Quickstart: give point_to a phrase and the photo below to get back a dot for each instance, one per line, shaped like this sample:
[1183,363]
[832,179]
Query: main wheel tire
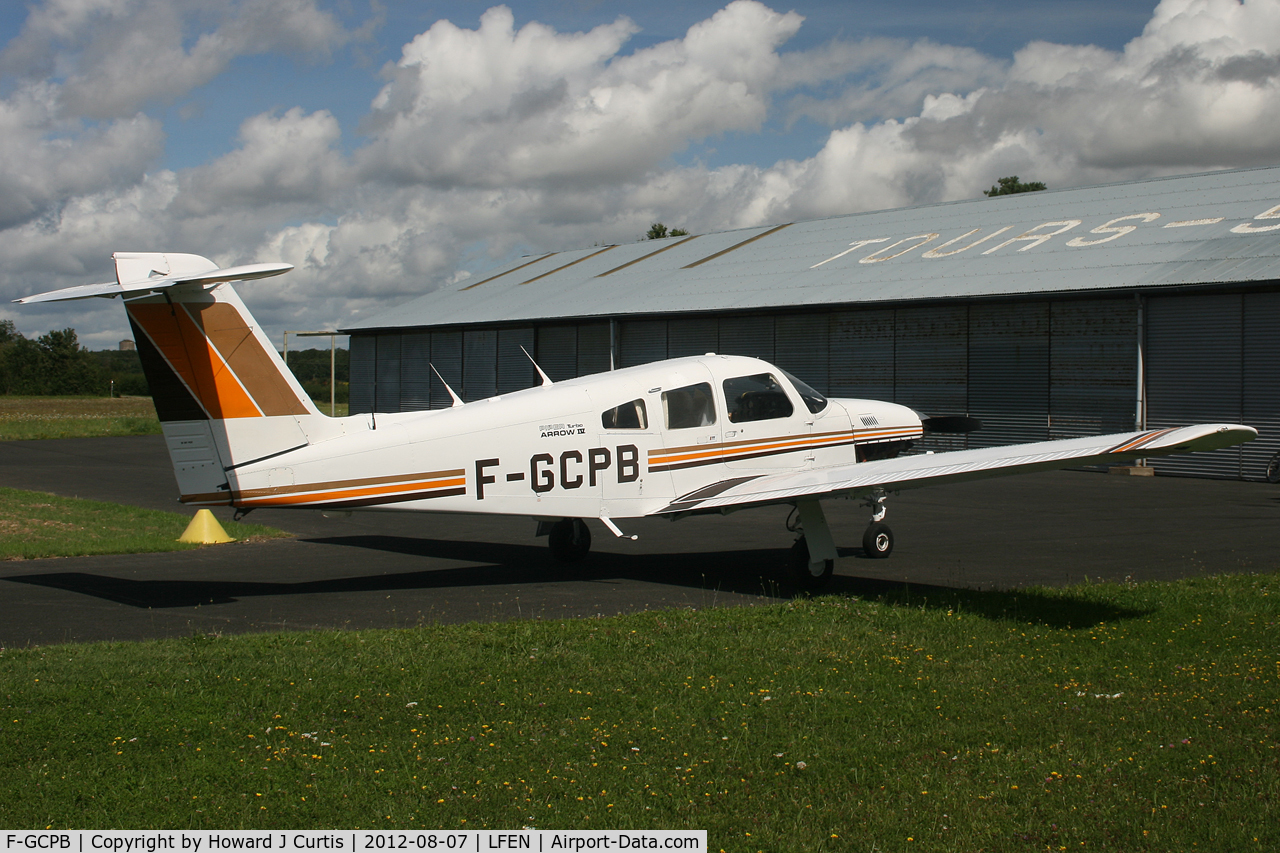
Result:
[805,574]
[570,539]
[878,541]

* * *

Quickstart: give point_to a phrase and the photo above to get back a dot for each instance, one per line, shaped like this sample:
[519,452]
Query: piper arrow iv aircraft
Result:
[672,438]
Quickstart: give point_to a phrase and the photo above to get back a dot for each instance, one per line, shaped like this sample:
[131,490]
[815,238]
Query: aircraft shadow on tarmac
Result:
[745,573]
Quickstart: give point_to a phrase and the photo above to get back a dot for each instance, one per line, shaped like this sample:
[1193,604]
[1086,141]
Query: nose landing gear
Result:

* **Written request**: Locate each line in the items above that contains the word "aircraft", and copy those lines out.

* **Answer for the task**:
Query: piper arrow iv aircraft
Query: aircraft shadow on tarmac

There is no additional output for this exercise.